** start of EXCERPTED TEXT **
Instagram is currently one of the most important social networks around the world, specially in the western countries. With over 1 billion of monthly active users and 500 daily active users Instagram becomes a great opportunities for brands to connect with potential customers, improve their brand awareness and visibility and build customer loyalty. On the other hand, Instagram can also be a great chance to create interesting allies in the form of brand ambassadors, collaboration with influencers and business partners or to generate sales opportunities.

In this post I am going to show you how to take maximum advantage of Instagram to boost your business performance by automating most of the most time-consuming and burdensome tasks such as analyzing the most successful publications from competitors, tracking competitors stories or scraping Instagram profiles to extract some data like number of followers, posts or email addresses if found in the biography to find the right person to give visibility to your brand, partner with you or create sales opportunities.

For this purpose, I am going to walk you through the command-line application called instagram-scraper and some Python scripts that I have created to manipulate some data which is gotten from instagram-scraper in JSON format or just to change a bit how the output is delivered. Let’s get this started!

1.- Getting instagram-scraper installed and first commands

Installing instagram-scraper is quite straightforward, you only need to run the following code in your terminal:

pip install instagram-scraper

Easy right? Now that it is installed, you can already make the first account scraping by using on your terminal the next command:

instagram-scraper <username> #Scraping is done anonymously. 
instagram-scraper <username> -u <your username> -p <your password> #You log into your account and you make the scraping from there. Can be useful for private accounts. 

With the command above you would be able to scrape the posts from an Instagram account feed. For example, I ran the command “instagram-scraper psg” and I downloaded all the images and videos that were on PSG’s Instagram account.

If you would like to scrape the publication which has been uploaded with a specific hashtag, you could also scrape it by using this command:

instagram-scraper <hashtag> --tag #Important! Don't include # when you enter the hashtag.

2.- Using Arguments to take instagram-scraper to the next level

If you already think that instagram-scraper is cool, you have not seen anything yet! The commands above are mainly the foundations that we need to use together with the arguments to take this tool to the next level. In this post I am going to go over the most juicy arguments from my point of view, but you can check all of them on the instagram-scraper GitHub page.

  1. Bulk scraping by entering the instagram accounts with a txt file: with the argument -f you can enter the location where a txt file is with a bunch of Instagram accounts that you would like to scrape. To make this file readable, you can separate the Instagram account with new lines, commas, semicolons or whitespace. Command example: instagram-scraper -f instagram_users.txt
  2. Stories downloading: if you would like to download the stories from an account (highlights and the daily stories) then you would need to use the following command: instagram-scraper -u <your username> -p <your password> -t story. As you can see in this case, anonymous scraping is not allowed and you can only scrape stories if you are logged in.
** end of EXCERPTED TEXT **
=== JOB A ===
Using the instagram-scraper guide above, answer these:
(i) What command installs instagram-scraper?
(ii) Which argument lets you supply a txt file of Instagram accounts for bulk scraping?
(iii) Whose Instagram account did the writer scrape as an example?
=== JOB B ===
Could you repeat the instagram-scraper guide between "instagram-scraper <hashtag> --tag" and "instagram-scraper GitHub page.", inclusive?
** start of DATA RECORDS **
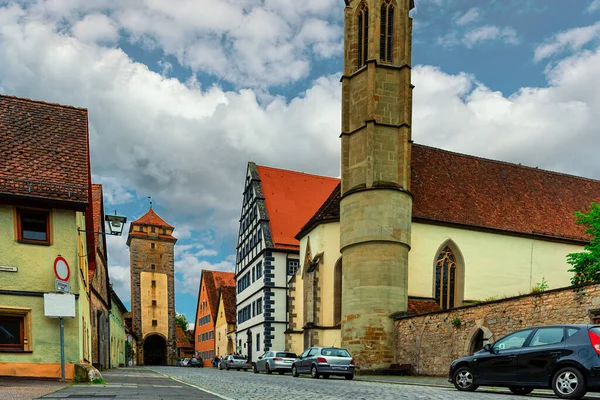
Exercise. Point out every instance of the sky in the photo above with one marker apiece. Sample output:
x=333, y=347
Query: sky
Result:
x=183, y=93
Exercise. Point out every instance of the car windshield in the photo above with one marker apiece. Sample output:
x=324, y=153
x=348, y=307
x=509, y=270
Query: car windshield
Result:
x=286, y=355
x=335, y=352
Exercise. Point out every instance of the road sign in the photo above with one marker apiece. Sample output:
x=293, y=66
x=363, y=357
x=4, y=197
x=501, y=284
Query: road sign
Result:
x=61, y=269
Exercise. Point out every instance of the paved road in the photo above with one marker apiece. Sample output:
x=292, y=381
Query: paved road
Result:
x=248, y=386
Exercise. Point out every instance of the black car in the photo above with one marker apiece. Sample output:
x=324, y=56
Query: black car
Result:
x=565, y=358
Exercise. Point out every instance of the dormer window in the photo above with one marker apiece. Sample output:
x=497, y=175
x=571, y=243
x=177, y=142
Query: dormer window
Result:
x=387, y=30
x=363, y=34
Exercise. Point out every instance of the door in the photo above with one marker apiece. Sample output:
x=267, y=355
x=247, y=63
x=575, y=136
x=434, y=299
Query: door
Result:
x=500, y=366
x=539, y=357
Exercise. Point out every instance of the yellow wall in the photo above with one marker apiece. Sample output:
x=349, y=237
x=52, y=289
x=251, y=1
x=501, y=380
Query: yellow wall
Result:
x=495, y=265
x=35, y=273
x=160, y=312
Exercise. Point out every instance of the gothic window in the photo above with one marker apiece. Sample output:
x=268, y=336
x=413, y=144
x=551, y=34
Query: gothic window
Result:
x=445, y=279
x=363, y=34
x=387, y=30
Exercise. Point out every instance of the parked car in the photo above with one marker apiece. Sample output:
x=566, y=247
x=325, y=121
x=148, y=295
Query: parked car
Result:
x=195, y=363
x=562, y=357
x=275, y=361
x=325, y=361
x=234, y=362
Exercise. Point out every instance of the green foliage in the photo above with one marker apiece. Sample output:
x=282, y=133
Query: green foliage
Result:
x=456, y=321
x=181, y=320
x=540, y=286
x=586, y=265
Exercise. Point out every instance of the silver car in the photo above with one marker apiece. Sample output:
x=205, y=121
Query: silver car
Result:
x=325, y=361
x=234, y=362
x=278, y=361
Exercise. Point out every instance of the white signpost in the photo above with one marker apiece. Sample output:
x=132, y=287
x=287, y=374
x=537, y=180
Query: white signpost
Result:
x=60, y=305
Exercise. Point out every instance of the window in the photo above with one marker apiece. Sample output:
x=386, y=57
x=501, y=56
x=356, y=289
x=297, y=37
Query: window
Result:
x=445, y=279
x=512, y=341
x=386, y=32
x=363, y=34
x=546, y=336
x=33, y=226
x=293, y=266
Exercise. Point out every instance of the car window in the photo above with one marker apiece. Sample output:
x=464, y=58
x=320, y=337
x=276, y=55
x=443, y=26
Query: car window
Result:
x=286, y=355
x=335, y=352
x=546, y=336
x=513, y=341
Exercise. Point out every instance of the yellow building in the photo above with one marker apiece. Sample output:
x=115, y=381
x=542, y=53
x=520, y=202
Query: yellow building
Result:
x=45, y=200
x=481, y=229
x=225, y=322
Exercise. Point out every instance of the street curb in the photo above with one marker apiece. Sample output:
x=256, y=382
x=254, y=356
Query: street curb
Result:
x=190, y=384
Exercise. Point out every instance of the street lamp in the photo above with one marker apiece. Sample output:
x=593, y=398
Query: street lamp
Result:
x=116, y=223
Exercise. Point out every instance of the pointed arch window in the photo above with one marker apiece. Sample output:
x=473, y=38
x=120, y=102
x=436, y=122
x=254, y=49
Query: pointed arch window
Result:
x=363, y=34
x=387, y=31
x=446, y=277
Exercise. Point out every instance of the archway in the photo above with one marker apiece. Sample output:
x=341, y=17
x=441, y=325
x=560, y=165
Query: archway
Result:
x=155, y=350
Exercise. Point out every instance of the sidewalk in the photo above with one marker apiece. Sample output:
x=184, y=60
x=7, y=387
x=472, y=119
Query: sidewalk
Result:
x=133, y=383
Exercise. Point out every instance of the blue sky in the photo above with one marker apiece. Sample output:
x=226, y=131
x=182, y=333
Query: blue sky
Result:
x=182, y=94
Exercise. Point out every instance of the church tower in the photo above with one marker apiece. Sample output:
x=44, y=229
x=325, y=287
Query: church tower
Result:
x=152, y=268
x=376, y=204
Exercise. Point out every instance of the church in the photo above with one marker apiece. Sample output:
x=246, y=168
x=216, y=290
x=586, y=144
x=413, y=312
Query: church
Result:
x=411, y=229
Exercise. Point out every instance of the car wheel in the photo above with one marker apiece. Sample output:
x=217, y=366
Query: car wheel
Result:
x=314, y=372
x=568, y=383
x=464, y=380
x=522, y=391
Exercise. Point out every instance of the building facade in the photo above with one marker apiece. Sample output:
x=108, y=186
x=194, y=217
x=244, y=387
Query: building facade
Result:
x=211, y=282
x=43, y=212
x=276, y=203
x=152, y=268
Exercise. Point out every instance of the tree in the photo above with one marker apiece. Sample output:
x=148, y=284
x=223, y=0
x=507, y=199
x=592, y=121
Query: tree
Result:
x=586, y=265
x=181, y=320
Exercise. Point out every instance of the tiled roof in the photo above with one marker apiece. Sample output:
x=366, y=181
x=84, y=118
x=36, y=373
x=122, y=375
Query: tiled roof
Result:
x=228, y=293
x=44, y=151
x=152, y=218
x=291, y=198
x=459, y=189
x=213, y=280
x=422, y=306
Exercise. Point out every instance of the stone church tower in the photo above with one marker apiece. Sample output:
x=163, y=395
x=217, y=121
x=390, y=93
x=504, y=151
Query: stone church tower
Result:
x=152, y=268
x=376, y=204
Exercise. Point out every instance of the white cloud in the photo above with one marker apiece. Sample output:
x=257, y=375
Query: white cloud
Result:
x=594, y=5
x=570, y=40
x=490, y=33
x=470, y=16
x=96, y=27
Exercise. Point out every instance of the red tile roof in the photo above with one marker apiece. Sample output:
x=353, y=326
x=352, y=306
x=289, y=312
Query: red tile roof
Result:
x=213, y=280
x=152, y=218
x=459, y=189
x=291, y=198
x=228, y=294
x=44, y=151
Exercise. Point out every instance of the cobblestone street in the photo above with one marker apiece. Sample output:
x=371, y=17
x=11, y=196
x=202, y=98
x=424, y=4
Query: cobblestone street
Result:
x=249, y=386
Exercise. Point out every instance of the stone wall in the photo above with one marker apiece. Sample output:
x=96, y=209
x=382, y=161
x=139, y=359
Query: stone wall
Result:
x=430, y=342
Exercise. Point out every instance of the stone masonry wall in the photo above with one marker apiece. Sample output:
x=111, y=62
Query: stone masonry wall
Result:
x=431, y=342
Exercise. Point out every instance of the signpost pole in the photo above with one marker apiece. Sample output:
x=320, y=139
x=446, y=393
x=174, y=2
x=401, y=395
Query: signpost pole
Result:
x=62, y=350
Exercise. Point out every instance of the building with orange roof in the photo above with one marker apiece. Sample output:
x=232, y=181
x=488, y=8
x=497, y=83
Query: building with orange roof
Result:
x=276, y=204
x=211, y=283
x=152, y=269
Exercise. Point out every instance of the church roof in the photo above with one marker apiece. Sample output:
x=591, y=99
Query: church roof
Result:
x=152, y=218
x=291, y=198
x=459, y=189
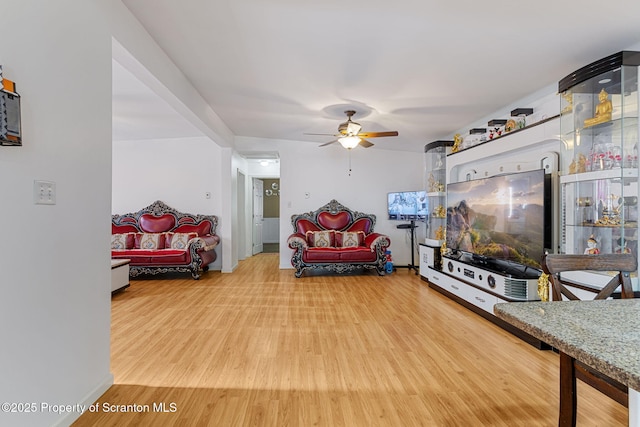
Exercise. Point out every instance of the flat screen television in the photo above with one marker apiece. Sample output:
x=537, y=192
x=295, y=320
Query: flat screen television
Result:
x=407, y=205
x=505, y=217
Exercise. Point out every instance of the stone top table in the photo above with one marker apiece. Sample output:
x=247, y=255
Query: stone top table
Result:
x=604, y=335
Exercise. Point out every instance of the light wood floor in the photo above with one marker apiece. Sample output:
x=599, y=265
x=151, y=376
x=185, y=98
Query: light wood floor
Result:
x=259, y=347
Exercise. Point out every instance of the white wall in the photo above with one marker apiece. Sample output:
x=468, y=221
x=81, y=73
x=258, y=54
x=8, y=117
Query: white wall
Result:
x=180, y=172
x=54, y=263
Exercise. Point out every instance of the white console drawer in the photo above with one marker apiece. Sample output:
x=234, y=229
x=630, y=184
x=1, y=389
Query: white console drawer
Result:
x=468, y=293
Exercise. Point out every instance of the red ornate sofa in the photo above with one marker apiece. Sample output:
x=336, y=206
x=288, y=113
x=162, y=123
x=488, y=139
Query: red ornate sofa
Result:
x=337, y=239
x=159, y=239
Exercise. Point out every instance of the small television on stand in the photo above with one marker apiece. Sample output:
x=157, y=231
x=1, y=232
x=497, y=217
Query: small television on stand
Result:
x=409, y=206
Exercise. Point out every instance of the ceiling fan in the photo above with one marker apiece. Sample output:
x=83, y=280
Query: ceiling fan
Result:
x=349, y=135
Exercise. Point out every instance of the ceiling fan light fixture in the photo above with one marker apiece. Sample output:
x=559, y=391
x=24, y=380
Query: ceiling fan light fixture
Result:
x=349, y=142
x=353, y=128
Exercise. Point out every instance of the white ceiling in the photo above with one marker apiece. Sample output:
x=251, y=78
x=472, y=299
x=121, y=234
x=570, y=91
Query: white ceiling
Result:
x=282, y=68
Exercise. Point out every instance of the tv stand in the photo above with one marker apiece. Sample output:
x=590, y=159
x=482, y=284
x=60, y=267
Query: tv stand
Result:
x=411, y=226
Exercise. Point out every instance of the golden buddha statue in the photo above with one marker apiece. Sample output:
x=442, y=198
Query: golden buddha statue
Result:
x=603, y=110
x=457, y=141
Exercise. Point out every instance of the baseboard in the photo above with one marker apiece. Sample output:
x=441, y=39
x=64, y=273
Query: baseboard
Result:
x=88, y=400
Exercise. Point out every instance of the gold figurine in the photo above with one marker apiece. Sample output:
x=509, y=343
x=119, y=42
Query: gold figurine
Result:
x=457, y=140
x=603, y=110
x=543, y=287
x=434, y=185
x=568, y=96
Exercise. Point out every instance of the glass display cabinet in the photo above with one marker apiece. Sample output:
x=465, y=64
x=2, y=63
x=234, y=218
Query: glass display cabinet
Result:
x=599, y=159
x=435, y=184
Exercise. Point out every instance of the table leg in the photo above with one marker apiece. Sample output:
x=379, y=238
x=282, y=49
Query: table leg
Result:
x=568, y=392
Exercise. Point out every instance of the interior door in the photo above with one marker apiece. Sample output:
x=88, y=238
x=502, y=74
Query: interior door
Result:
x=258, y=220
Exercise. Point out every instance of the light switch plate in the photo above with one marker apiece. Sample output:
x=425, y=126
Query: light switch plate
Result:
x=44, y=192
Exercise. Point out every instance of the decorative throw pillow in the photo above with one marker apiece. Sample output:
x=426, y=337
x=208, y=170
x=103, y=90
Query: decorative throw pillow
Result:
x=321, y=239
x=120, y=242
x=351, y=239
x=180, y=240
x=151, y=241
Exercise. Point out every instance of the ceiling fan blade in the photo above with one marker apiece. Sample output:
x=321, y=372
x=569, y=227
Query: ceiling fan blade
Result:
x=328, y=143
x=377, y=134
x=365, y=144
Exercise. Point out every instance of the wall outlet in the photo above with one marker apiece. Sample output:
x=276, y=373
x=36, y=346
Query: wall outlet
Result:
x=44, y=192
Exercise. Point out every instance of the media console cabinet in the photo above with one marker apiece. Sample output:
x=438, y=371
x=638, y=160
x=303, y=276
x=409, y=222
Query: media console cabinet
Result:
x=473, y=285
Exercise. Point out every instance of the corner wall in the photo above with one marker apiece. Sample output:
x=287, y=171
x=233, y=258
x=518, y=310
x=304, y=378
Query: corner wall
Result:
x=54, y=265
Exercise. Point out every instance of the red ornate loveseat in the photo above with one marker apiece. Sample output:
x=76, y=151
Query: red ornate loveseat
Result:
x=159, y=239
x=337, y=239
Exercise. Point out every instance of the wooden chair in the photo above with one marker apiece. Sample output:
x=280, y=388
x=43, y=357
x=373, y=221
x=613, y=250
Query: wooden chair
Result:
x=624, y=264
x=570, y=369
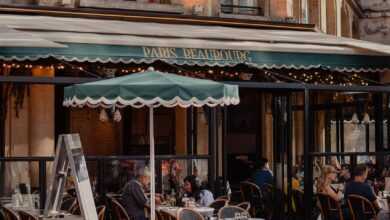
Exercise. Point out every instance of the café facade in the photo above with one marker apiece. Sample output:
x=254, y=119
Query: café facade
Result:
x=297, y=89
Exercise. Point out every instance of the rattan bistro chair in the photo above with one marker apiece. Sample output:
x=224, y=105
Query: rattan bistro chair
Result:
x=251, y=193
x=26, y=216
x=218, y=204
x=231, y=211
x=361, y=208
x=9, y=214
x=330, y=208
x=245, y=205
x=119, y=211
x=189, y=214
x=101, y=211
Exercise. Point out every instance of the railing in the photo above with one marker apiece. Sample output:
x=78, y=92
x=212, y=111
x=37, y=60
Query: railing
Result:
x=242, y=10
x=108, y=174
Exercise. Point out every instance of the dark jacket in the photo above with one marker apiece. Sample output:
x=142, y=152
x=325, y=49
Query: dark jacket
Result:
x=134, y=199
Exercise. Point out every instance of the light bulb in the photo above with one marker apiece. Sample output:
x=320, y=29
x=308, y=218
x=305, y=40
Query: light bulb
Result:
x=103, y=115
x=117, y=116
x=366, y=118
x=355, y=119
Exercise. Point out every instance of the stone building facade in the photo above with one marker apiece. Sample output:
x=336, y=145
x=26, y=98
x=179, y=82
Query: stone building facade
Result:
x=375, y=26
x=331, y=16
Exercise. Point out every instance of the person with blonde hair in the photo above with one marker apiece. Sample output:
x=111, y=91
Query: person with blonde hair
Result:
x=328, y=176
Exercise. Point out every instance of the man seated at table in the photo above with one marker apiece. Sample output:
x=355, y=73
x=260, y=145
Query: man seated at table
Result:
x=262, y=174
x=134, y=197
x=358, y=185
x=192, y=189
** end of DATA RECORDS **
=== EXERCISE RESPONSE A ===
(i) pip install instagram-scraper
(ii) -f
(iii) PSG's (the command was "instagram-scraper psg")

=== EXERCISE RESPONSE B ===
instagram-scraper <hashtag> --tag #Important! Don't include # when you enter the hashtag.

2.- Using Arguments to take instagram-scraper to the next level

If you already think that instagram-scraper is cool, you have not seen anything yet! The commands above are mainly the foundations that we need to use together with the arguments to take this tool to the next level. In this post I am going to go over the most juicy arguments from my point of view, but you can check all of them on the instagram-scraper GitHub page.